INPUT DATA –
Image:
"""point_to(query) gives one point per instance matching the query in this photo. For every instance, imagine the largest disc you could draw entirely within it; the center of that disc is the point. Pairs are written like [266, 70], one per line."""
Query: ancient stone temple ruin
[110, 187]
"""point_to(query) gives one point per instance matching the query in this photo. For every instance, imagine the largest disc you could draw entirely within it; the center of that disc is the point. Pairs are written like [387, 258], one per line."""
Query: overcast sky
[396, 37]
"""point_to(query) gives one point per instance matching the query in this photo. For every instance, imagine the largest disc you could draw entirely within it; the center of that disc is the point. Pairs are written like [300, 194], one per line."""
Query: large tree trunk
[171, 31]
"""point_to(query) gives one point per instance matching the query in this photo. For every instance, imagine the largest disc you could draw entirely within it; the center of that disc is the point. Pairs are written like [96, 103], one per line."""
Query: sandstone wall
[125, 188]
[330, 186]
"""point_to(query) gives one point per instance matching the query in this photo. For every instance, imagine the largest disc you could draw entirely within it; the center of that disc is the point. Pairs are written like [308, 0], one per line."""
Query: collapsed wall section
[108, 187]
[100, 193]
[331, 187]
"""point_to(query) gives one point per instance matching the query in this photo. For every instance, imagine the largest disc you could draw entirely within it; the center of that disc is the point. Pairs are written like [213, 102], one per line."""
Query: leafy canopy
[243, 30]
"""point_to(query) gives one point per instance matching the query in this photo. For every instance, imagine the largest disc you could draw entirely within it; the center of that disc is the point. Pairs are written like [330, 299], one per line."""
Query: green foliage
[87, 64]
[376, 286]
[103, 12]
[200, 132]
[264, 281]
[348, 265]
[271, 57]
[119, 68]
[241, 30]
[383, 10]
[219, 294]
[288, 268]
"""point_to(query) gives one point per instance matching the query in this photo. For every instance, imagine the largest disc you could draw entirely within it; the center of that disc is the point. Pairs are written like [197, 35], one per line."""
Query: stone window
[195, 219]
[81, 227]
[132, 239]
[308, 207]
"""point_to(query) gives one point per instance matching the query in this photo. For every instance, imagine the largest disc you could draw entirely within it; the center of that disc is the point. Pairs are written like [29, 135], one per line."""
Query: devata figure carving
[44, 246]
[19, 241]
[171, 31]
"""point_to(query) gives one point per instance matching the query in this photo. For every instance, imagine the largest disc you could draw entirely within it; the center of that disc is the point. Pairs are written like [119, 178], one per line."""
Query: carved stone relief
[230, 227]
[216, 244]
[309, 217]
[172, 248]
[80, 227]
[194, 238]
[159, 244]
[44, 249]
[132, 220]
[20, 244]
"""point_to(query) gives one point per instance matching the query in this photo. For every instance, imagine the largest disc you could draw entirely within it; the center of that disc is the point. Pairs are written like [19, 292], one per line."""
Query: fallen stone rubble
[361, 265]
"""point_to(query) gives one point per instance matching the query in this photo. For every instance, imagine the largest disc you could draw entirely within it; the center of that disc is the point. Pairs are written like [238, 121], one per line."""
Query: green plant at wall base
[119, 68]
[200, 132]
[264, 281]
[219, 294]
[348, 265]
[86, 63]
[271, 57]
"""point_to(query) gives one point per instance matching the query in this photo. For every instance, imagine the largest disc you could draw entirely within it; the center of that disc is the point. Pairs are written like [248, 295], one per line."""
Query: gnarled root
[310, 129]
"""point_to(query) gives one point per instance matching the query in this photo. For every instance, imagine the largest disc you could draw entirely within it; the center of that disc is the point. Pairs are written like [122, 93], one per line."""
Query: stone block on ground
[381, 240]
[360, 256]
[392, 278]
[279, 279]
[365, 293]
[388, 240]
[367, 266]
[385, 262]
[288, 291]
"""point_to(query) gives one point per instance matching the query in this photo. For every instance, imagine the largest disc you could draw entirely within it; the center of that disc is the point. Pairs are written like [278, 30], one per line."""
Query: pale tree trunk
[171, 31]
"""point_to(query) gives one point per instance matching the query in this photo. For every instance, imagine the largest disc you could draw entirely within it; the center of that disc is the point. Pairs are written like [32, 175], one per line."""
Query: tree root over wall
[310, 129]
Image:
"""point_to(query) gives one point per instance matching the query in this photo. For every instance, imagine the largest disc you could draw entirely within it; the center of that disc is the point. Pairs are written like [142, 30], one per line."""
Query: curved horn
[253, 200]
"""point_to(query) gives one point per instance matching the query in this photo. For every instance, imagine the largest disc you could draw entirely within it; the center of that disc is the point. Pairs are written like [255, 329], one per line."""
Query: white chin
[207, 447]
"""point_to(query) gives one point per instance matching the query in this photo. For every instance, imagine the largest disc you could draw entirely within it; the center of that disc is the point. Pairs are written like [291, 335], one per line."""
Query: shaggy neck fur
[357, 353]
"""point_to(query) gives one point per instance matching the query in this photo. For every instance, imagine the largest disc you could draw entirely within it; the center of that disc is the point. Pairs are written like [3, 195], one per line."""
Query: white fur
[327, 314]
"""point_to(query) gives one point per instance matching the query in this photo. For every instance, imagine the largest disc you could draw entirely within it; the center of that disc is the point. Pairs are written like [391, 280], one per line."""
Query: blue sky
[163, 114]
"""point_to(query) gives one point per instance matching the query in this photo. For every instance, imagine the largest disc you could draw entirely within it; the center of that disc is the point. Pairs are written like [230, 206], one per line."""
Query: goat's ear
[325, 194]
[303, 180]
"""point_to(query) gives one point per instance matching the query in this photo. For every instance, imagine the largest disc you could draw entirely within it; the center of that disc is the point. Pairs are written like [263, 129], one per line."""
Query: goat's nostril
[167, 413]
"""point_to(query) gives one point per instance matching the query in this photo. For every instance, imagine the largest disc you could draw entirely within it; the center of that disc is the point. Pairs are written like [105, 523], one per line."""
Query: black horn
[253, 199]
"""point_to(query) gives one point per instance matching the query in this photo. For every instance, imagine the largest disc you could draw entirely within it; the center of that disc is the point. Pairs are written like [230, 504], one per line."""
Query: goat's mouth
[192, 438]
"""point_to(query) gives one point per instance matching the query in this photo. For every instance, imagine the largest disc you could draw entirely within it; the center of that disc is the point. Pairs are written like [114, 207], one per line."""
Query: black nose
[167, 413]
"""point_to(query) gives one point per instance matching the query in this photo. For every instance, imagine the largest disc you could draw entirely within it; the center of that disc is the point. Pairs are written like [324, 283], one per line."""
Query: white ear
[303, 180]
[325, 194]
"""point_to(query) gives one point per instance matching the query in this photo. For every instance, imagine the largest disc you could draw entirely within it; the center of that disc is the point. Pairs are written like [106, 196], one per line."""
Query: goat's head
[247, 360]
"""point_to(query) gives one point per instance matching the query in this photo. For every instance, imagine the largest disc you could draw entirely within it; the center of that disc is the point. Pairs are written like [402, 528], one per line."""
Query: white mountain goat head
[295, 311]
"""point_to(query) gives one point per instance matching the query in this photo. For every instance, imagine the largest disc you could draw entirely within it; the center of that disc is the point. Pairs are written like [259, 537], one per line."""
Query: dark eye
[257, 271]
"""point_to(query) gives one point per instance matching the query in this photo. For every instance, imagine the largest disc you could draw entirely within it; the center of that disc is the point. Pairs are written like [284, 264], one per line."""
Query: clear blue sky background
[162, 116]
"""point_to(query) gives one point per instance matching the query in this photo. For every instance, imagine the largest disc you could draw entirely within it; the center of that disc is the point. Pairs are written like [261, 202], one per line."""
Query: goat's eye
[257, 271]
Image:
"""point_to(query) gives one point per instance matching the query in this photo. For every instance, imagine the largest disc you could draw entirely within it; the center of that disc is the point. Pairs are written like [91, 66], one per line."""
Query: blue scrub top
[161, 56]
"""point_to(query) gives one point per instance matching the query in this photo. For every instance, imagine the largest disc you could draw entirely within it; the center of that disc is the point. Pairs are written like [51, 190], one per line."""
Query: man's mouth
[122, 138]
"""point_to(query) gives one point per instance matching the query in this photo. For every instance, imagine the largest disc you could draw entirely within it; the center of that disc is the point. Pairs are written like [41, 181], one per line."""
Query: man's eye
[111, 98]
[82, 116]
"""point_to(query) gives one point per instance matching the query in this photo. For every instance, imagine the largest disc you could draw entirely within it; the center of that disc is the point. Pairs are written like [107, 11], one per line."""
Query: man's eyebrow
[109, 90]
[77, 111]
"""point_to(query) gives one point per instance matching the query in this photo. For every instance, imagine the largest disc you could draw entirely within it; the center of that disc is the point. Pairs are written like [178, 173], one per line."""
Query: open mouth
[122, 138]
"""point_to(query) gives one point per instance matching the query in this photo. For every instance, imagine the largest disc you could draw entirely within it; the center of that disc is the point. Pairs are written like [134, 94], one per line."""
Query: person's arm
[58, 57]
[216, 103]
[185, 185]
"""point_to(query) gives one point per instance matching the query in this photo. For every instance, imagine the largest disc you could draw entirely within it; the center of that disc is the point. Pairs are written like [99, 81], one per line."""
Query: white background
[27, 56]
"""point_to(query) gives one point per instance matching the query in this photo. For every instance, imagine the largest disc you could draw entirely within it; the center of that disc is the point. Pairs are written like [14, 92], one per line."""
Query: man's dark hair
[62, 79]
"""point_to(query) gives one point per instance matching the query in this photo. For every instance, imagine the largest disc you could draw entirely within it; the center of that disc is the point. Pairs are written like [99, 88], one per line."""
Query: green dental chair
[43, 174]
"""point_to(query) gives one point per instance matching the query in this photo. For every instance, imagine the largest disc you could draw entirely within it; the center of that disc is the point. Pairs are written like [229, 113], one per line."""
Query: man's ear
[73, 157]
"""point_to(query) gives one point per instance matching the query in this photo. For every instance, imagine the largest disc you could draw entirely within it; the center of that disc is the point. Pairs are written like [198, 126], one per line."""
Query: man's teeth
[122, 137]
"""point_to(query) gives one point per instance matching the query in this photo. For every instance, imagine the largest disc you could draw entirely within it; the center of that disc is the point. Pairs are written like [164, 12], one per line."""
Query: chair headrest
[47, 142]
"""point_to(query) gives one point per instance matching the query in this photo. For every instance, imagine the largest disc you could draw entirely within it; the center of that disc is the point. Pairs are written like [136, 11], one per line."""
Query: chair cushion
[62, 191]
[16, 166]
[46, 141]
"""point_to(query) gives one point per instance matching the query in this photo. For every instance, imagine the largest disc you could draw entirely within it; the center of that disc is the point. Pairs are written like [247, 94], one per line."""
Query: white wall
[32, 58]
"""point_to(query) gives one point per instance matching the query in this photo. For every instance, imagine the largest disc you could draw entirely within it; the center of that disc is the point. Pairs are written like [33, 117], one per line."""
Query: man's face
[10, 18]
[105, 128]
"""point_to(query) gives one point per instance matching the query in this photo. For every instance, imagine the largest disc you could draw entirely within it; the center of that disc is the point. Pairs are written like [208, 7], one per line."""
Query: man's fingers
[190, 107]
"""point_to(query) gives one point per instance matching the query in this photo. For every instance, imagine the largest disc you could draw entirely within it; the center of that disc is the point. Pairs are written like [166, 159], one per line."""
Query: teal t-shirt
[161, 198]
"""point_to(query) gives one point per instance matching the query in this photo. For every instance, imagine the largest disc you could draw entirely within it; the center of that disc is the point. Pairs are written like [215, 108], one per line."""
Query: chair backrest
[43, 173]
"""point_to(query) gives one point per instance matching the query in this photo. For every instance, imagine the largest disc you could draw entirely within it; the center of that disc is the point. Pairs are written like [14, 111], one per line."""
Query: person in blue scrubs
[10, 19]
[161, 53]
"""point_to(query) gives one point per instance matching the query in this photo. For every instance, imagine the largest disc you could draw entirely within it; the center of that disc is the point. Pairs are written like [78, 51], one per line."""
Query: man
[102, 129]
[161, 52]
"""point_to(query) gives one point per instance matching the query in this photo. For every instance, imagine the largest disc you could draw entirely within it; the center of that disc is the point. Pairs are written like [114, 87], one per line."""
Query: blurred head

THE PROBLEM – Rewrite the lines from the one containing "[14, 111], one" through the last line of the entries, both ends included, as a numbered list with blank lines omitted.

TASK ANSWER –
1. """point_to(query) gives one point per instance matching the query in this photo. For every instance, imagine the largest disc you could draw entirely within it; the center of that disc is the point. Pairs are written like [14, 111], one per line."""
2. Query: person in blue scrubs
3. [10, 19]
4. [161, 53]
5. """point_to(query) gives one point per instance matching the query in this photo. For every instance, imagine the largest disc you could draw entirely within it; the center of that disc is the point. Pairs are written like [78, 51], one per line."""
6. Query: man
7. [102, 129]
8. [161, 52]
9. """point_to(query) gives one point per instance matching the query in this photo. For every instance, imagine the largest disc you could draw entirely within it; the center of that disc is the point. Pairs are written like [114, 87], one per line."""
10. Query: blurred head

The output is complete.